* _Requirements_
Restate each line word for word. Leave out every picture.

## START Data provided

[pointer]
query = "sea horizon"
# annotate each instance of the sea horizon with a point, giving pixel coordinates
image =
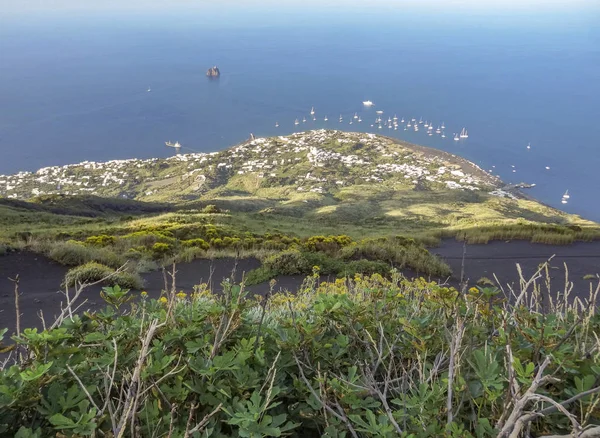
(511, 83)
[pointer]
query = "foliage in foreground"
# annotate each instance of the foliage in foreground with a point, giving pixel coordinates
(358, 357)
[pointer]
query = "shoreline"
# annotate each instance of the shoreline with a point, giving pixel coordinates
(467, 167)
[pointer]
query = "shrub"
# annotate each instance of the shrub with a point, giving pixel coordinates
(4, 249)
(211, 209)
(161, 250)
(101, 240)
(75, 254)
(288, 263)
(329, 244)
(190, 254)
(195, 243)
(71, 254)
(332, 348)
(91, 272)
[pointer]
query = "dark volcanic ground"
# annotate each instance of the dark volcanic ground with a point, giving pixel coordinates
(40, 278)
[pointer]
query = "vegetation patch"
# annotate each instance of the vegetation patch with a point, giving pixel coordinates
(364, 357)
(92, 272)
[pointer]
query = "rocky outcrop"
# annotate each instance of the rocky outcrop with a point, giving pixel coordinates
(213, 72)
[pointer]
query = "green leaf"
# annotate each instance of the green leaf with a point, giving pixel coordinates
(59, 421)
(94, 337)
(35, 373)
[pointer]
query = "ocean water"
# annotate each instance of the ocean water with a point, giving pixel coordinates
(74, 88)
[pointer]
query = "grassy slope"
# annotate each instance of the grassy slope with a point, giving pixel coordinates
(321, 183)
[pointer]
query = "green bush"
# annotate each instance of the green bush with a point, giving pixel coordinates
(211, 209)
(161, 250)
(375, 352)
(71, 254)
(196, 243)
(101, 240)
(189, 254)
(92, 272)
(75, 254)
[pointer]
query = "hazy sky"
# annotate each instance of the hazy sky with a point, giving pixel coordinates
(479, 5)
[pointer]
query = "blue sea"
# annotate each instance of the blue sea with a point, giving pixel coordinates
(74, 86)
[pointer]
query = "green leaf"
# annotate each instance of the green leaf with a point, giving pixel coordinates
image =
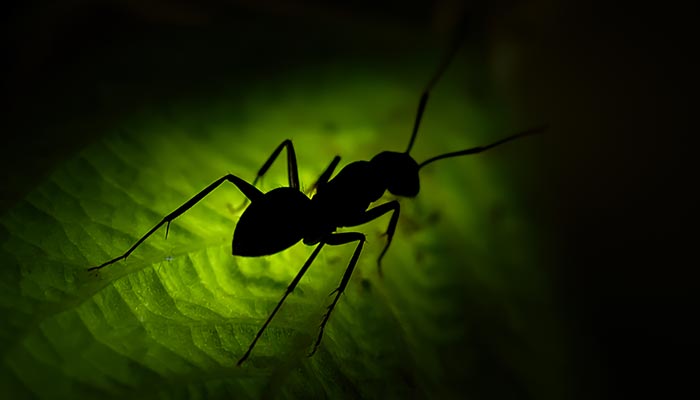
(453, 314)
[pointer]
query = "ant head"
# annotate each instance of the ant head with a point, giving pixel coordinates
(399, 172)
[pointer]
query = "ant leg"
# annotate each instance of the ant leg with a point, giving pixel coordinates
(454, 46)
(246, 188)
(377, 212)
(292, 170)
(334, 240)
(290, 288)
(325, 176)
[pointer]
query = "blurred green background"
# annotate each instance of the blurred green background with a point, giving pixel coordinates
(526, 272)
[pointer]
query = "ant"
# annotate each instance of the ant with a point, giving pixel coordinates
(282, 217)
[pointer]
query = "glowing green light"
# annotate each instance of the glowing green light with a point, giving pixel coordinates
(184, 307)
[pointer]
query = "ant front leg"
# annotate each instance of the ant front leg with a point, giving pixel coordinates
(246, 188)
(292, 170)
(325, 176)
(376, 212)
(335, 240)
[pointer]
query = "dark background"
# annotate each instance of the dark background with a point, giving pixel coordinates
(614, 81)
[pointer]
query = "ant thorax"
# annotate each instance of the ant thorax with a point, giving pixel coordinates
(399, 172)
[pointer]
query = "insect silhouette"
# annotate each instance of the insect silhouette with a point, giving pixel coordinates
(280, 218)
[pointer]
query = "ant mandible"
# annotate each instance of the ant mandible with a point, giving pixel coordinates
(280, 218)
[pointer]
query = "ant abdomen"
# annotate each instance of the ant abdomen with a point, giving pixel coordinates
(272, 223)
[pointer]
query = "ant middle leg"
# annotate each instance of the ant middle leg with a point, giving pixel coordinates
(376, 212)
(246, 188)
(336, 239)
(292, 169)
(289, 290)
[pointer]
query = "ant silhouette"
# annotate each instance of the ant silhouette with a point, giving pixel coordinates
(282, 217)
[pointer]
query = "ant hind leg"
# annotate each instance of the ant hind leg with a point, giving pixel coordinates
(246, 188)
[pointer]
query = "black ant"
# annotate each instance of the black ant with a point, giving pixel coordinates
(282, 217)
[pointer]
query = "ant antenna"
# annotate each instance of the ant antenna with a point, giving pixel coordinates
(479, 149)
(447, 59)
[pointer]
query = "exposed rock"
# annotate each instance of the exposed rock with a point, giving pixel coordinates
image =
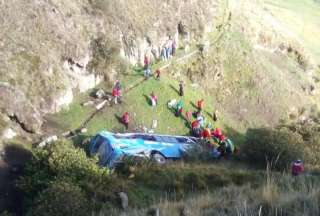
(124, 200)
(15, 104)
(63, 101)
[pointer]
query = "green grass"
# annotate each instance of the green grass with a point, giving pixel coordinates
(301, 17)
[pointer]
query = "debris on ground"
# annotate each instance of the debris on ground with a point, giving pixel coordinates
(101, 105)
(88, 103)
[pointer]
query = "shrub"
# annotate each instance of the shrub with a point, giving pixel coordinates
(62, 197)
(62, 160)
(278, 147)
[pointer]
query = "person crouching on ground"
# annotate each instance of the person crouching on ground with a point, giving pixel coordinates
(196, 129)
(181, 89)
(179, 108)
(200, 105)
(158, 74)
(116, 92)
(154, 99)
(126, 120)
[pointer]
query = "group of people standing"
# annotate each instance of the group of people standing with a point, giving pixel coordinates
(168, 49)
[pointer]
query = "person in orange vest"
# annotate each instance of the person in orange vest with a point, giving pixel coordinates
(181, 89)
(116, 94)
(200, 105)
(206, 133)
(126, 119)
(297, 168)
(158, 74)
(154, 99)
(189, 115)
(146, 61)
(217, 134)
(196, 129)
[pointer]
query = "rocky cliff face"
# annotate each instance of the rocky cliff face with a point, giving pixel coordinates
(48, 47)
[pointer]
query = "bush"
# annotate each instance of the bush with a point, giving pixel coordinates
(62, 197)
(278, 147)
(65, 162)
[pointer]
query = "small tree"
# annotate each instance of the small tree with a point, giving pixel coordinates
(278, 147)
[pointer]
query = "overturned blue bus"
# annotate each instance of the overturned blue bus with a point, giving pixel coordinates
(111, 148)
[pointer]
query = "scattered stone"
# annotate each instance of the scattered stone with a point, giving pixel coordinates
(124, 200)
(101, 105)
(9, 134)
(47, 141)
(84, 130)
(100, 94)
(88, 103)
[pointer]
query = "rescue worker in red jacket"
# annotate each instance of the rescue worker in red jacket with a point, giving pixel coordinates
(196, 129)
(126, 119)
(200, 105)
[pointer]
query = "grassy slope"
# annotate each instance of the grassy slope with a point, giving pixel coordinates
(302, 18)
(258, 88)
(135, 102)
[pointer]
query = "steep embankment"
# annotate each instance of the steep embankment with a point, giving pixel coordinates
(259, 72)
(253, 71)
(51, 50)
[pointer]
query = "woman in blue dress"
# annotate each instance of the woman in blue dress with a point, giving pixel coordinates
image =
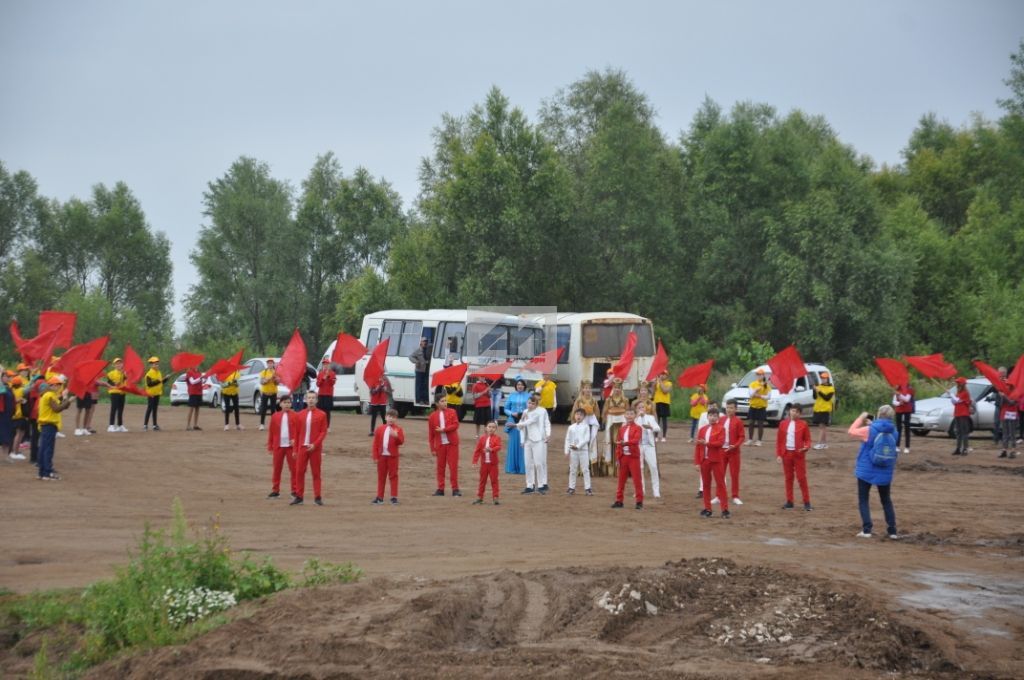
(514, 407)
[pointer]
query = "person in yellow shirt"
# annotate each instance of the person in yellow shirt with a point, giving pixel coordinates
(115, 383)
(267, 391)
(698, 407)
(546, 389)
(824, 405)
(51, 402)
(760, 390)
(663, 401)
(154, 390)
(229, 398)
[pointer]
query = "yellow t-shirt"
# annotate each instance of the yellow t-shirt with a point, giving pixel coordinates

## END Data provided

* _Exercise solution_
[pointer]
query = "sea horizon"
# annotate each instance of the sea horizon with a point, giving pixel coordinates
image =
(511, 83)
[pointer]
query = "foliage in foreground"
# annotate each instance of the foliage in foreground with a point, giving pixel coordinates
(358, 357)
[pointer]
query = "shoreline"
# annotate each instance of the shoreline with a point, giving pixel coordinates
(467, 167)
[pointer]
query = "shrub"
# annotate each instance of the shrub with a point, giving pixel coordinates
(4, 249)
(211, 209)
(161, 250)
(101, 240)
(75, 254)
(288, 263)
(329, 244)
(190, 254)
(195, 243)
(71, 254)
(332, 348)
(91, 272)
[pointer]
query = "dark volcanic ground"
# annotate each instance of the dark volcanic ground with a point, giving pixel coordinates
(40, 278)
[pointer]
query = "vegetation patch"
# annotate each instance of the vegetation patch with a point, giving pixel coordinates
(364, 357)
(92, 272)
[pointer]
query = "rocky outcrop"
# annotate each instance of the rocky outcrop with a point, giving pixel coordinates
(213, 72)
[pointer]
query = "green leaf"
# annotate each instance of the green leaf with a point, giving pixel coordinates
(59, 421)
(94, 337)
(35, 373)
[pointer]
query = "ocean water"
# annotate each instance of the ocean water with a point, giving pixel coordinates
(74, 88)
[pointer]
query = "grassy slope"
# annotate each instance of the grassy slope with a point, giving pixel coordinates
(321, 183)
[pointer]
query = "green bush"
# annotate each instance of the green bush with a point, giving pixel coordinates
(211, 209)
(161, 250)
(375, 352)
(71, 254)
(196, 243)
(101, 240)
(189, 254)
(92, 272)
(75, 254)
[pointer]
query = "hazy sky"
# annotate each instance of the hazy sky with a point, giving pixel coordinates
(479, 5)
[pointer]
query = "blue sea"
# annotate each instance of the blue sea with a point, giving pixel coordinates
(74, 86)
[pointer]
query = "green leaf"
# annotate each instance of the green leaf with a point, giving pixel coordinates
image =
(453, 314)
[pointer]
query = "ant head"
# annotate each instance of the ant head with a point, giving pixel coordinates
(399, 172)
[pointer]
query = "ant leg"
# annotate each instance of the ant leg with a point, giving pixel coordinates
(454, 46)
(246, 188)
(377, 212)
(292, 170)
(334, 240)
(290, 288)
(325, 176)
[pointer]
query = "blurred green background"
# annotate each instance of the blurred green background with a point, giving pixel coordinates
(526, 272)
[pointer]
query = "ant"
# annotate each instance of the ant with a point, giving pixel coordinates
(282, 217)
[pointer]
query = "glowing green light"
# annotate each instance of the glowing green light with a point, giving pixel coordinates
(184, 307)
[pointer]
query = "ant front leg"
# annotate each instance of the ant front leg with a point, giving pixel coordinates
(246, 188)
(292, 170)
(325, 176)
(376, 212)
(335, 240)
[pointer]
query = "dark background"
# annotate each instance of the dark background with a point, giving pixel coordinates
(614, 81)
[pointer]
query = "ant thorax"
# annotate each instance of the ant thorax with a point, giving pixel coordinates
(399, 172)
[pointer]
query = "insect silhouette"
# annotate each instance of the insect silhouette with a point, giving pixel coordinates
(280, 218)
[pointer]
query = "ant mandible"
# annotate each instance of the ant mandible with a point, giving pixel coordinates
(280, 218)
[pointer]
query = "ant abdomen"
# annotate each instance of the ant abdomen with a point, giving pixel coordinates
(272, 223)
[pointer]
query = "ant middle leg"
# annotate each instance of the ant middle leg with a point, giving pixel coordinates
(376, 212)
(246, 188)
(336, 239)
(292, 169)
(289, 290)
[pointer]
query = "ant silhouette"
# annotate each instance of the ant silhouette with a point, giving pixel coordinates
(282, 217)
[pointer]
query = "ant hind leg"
# annotate each instance of the ant hind leg with a point, giving pixel coordinates
(246, 188)
[pointer]
query = "black ant"
# annotate each instance of the black ant with a point, giving pixel coordinates
(282, 217)
[pointer]
query = "ant antenna"
# annotate each instance of the ant antenna with a point, giving pixel coordinates
(479, 149)
(447, 59)
[pointer]
query = "exposed rock"
# annotate each instance of the exposed rock with a point, giving pixel coordinates
image =
(124, 200)
(15, 104)
(63, 101)
[pointer]
query = "green grass"
# annotate each instance of the green grass with a point, giving pixel coordinates
(301, 17)
[pointer]
query = "debris on ground"
# annotate each instance of the debris on ground with a point, giving pixel coordinates
(101, 105)
(88, 103)
[pointer]
query = "shrub"
# annotate each instance of the shrub with a point, giving pixel coordinates
(62, 197)
(62, 160)
(278, 147)
[pointer]
query = "person crouching on ground"
# annotate each instance of the person crouching on ground with a point, giving pixel coordinates
(196, 129)
(181, 89)
(179, 108)
(200, 105)
(158, 74)
(116, 92)
(154, 99)
(126, 120)
[pointer]
query = "group of people standing"
# annotate each instance of the group of people standing with a point, giving pixel coordinates
(168, 49)
[pointer]
query = "person in orange vest"
# annotate each instance of the person in orange vest with a point, giving pixel coordinates
(181, 89)
(116, 94)
(200, 105)
(206, 133)
(126, 119)
(297, 168)
(158, 74)
(154, 99)
(189, 115)
(146, 61)
(217, 134)
(196, 129)
[pointer]
query = "rocky cliff face"
# annotate each instance of the rocky cliff face with a point, giving pixel coordinates
(48, 47)
[pointer]
query = "bush"
# annotate each instance of the bush with a point, giving pixel coordinates
(62, 197)
(278, 147)
(65, 162)
[pointer]
query = "small tree"
# annotate each instance of the small tree with a point, giving pixel coordinates
(278, 147)
[pointer]
query = "overturned blue bus"
# annotate each instance of the overturned blue bus with a point, giving pixel coordinates
(111, 148)
[pointer]
query = "scattered stone"
# annotate each instance of the scattered stone with a point, giving pixel coordinates
(124, 200)
(101, 105)
(9, 134)
(47, 141)
(84, 130)
(100, 94)
(88, 103)
[pointer]
query = "rescue worker in red jacket"
# annotate each instance of the rescue worker in red jacket with a point, giving pixel coordinates
(196, 129)
(126, 119)
(200, 105)
[pointer]
query = "grassy slope"
# annotate each instance of the grassy slope with a point, giving pixel coordinates
(302, 18)
(258, 88)
(135, 102)
[pointer]
query = "steep embankment"
# annotate each instance of the steep embankment with a point, giving pixel coordinates
(259, 72)
(253, 71)
(51, 50)
[pointer]
query = "woman in blue dress"
# annotate each instance of the woman in blue dress with a point, giving pixel coordinates
image =
(514, 407)
[pointer]
query = "person in yellow shirt"
# annotate each instance of the person in yellow shirt with a point, giving pixel coordinates
(115, 383)
(267, 391)
(698, 407)
(546, 389)
(824, 405)
(51, 402)
(760, 390)
(663, 401)
(154, 390)
(229, 398)
[pointer]
query = "yellow t-shirt"
# annotate each instance of the yellow t-shirt with a point, giving pixel coordinates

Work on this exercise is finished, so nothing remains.